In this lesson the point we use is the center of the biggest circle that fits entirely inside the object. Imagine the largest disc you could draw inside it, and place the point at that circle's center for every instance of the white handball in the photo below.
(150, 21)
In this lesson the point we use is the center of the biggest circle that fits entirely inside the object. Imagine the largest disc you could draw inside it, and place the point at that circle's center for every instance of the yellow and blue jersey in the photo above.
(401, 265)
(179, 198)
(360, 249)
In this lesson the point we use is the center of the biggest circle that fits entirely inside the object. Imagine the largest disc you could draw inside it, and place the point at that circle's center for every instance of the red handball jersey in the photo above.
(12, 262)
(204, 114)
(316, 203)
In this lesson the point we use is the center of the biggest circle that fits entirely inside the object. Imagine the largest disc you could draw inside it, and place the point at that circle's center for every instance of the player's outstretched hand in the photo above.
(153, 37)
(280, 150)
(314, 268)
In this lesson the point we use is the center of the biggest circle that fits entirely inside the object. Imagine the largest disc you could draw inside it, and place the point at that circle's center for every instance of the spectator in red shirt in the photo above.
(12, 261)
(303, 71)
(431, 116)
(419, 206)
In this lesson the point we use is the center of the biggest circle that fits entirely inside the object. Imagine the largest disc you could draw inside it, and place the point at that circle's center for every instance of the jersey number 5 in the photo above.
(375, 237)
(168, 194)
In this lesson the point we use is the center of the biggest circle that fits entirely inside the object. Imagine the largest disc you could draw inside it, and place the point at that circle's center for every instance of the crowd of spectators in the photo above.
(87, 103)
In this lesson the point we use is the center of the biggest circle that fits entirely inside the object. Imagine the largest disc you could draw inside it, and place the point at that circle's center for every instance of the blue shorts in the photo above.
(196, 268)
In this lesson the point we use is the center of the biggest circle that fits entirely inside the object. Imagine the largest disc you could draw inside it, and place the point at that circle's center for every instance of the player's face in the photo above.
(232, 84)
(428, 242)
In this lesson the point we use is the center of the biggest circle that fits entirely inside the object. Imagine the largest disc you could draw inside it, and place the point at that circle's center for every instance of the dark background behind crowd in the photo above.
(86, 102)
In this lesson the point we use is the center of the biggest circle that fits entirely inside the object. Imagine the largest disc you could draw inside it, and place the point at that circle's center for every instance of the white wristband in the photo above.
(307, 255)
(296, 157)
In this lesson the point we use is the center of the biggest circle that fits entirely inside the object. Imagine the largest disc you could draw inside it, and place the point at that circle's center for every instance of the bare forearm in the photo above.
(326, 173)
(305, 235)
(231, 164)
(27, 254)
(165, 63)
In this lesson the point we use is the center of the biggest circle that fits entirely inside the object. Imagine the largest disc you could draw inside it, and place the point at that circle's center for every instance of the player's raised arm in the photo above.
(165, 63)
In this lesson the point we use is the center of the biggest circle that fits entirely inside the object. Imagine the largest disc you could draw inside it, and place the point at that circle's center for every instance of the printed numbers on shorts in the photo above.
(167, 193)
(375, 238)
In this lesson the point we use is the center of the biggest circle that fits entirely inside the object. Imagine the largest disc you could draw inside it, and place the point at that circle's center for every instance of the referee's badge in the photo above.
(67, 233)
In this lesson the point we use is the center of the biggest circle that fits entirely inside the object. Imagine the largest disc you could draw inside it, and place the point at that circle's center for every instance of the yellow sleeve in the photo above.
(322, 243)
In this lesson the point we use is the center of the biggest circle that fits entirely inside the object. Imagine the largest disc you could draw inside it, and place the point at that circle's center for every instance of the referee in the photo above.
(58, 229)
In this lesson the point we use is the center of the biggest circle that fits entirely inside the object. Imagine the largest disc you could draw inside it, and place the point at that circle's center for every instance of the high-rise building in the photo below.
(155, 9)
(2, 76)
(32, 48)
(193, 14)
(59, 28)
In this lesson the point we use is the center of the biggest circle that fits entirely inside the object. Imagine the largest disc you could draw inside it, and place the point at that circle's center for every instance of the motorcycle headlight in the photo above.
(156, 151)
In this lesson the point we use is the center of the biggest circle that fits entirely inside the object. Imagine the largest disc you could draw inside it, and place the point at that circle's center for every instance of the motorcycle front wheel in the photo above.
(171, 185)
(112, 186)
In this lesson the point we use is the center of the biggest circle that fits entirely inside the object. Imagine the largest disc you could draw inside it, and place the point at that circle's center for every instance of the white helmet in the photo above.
━━━━━━━━━━━━━━━━
Write the entries again, exactly as they stand.

In this lesson the point we use is the center of the biggest circle that fits entirely inside the object. Imagine the largest disc you could draw inside it, and place the point at that circle's center for every instance of the white handball in the photo below.
(150, 21)
In this lesson the point we use is the center of the biggest circle that fits entirely inside the object. Imagine the largest disc you could draw inside it, and place the point at that circle's center for every instance of the yellow and blue jersey in the photo above.
(401, 265)
(179, 198)
(360, 249)
In this lesson the point we use is the center of the biggest circle that fits entirely inside the object. Imagine the largest disc you could draw inside it, and place the point at that circle's center for every instance of the red handball jersey in the photo above.
(12, 262)
(204, 114)
(316, 203)
In this lesson the point we use is the center of the biggest circle that fits entirely inside the object. Imagine the largest disc you could draw inside it, and place the point at that circle's center for every instance of the player's outstretched hand in the photo above.
(153, 37)
(280, 150)
(314, 268)
In this lesson the point we use is the center of the biggest circle that fits entirely inside the object. Imagine the largest disc you could draw inside it, and place the point at that circle's center for every instance of the spectator in red shirt in the photo above.
(12, 261)
(303, 71)
(431, 116)
(419, 206)
In this lesson the point we use is the center of the biggest circle that fits entirely inside the object. Imagine the largest disc you could draw inside it, and place the point at that circle's center for every instance of the jersey number 5 in the photo above.
(375, 237)
(168, 194)
In this lesson the point we use is the center of the biggest circle that fits entirely inside the object. Imagine the largest disc you could draw inside it, and place the point at that circle's center for every instance of the crowd of spectators in the photo above.
(87, 103)
In this lesson the point we use is the center of the biggest circle that fits entirely inside the object. Imagine the largest disc you could draw inside it, and place the point at that circle's center for every instance of the blue shorts in the photo above.
(196, 268)
In this lesson the point we use is the center of the biggest circle that fits entirely inside the object. Imagine the largest disc you could draw inside it, and place the point at that circle's center for every instance of the player's face in the photo above.
(232, 84)
(428, 242)
In this lesson the point we use is the center of the biggest circle that fits entirely inside the object. Imagine the largest disc you could draw inside it, and place the point at that circle's center for every instance of the dark background behind crowd in the photo above.
(86, 102)
In this lesson the point we use is the center of the biggest circle that fits entirely inside the object. Imagine the largest disc you could draw inside it, and place the point at that circle's center for every instance of the white wristband in the photo above.
(307, 255)
(296, 157)
In this lesson the point we use is the center of the biggest circle that fits entirely inside the object. Imagine the largest disc you could draw inside it, and place the point at that circle's center for every instance of the bare forearm in the photo above.
(326, 173)
(305, 235)
(231, 164)
(27, 254)
(165, 63)
In this lesson the point we use is the center of the biggest circle that fits entirely inside the object. Imagine the largest disc you could draw inside it, and place the point at that circle's center for every instance of the player's raised arm in the photo above.
(165, 63)
In this lesson the point we use is the center of the biggest circle that fits entirely inside the object. Imagine the largest disc you could draw inside it, and place the point at that circle's center for every instance of the printed numbers on shorts in the photo above.
(167, 193)
(375, 238)
In this lesson the point we use is the center of the biggest circle that fits entirely inside the object. Imagine the largest disc you could draw inside it, and place the point at that circle's center for every instance of the referee's badge in the photo above.
(67, 233)
In this lesson the point we use is the center of the biggest circle that fits entirely inside the object. Imagine the largest disc you could draw inside it, and place the point at that circle's center for every instance of the yellow sleeve in the photo above.
(322, 243)
In this lesson the point we use is the center of the biggest circle that fits entirely inside the object. Imagine the largest disc you could draw inside it, and place the point at that circle's center for every instance of the referee in the photo above.
(58, 229)
In this lesson the point we use is the center of the biggest circle that fits entirely inside the object. Imagine the largest disc you could draw inside it, and place the point at that circle's center for every instance of the high-rise building in the photo below.
(155, 9)
(2, 76)
(32, 48)
(193, 14)
(59, 28)
In this lesson the point we use is the center of the biggest circle that fits entirely inside the object. Imagine the largest disc you could draw inside it, and place the point at that circle's center for every instance of the motorcycle headlight in the photo above.
(156, 151)
In this lesson the point we use is the center of the biggest circle that fits entirely inside the object. Imagine the largest disc you could draw inside it, and place the point at that circle's center for every instance of the motorcycle front wheel in the photo above.
(171, 185)
(112, 186)
In this lesson the point we use is the center of the biggest circle that fits entirely inside the object. Imagine the largest disc you could draw inside it, and place the point at that circle's center for every instance of the white helmet in the photo above.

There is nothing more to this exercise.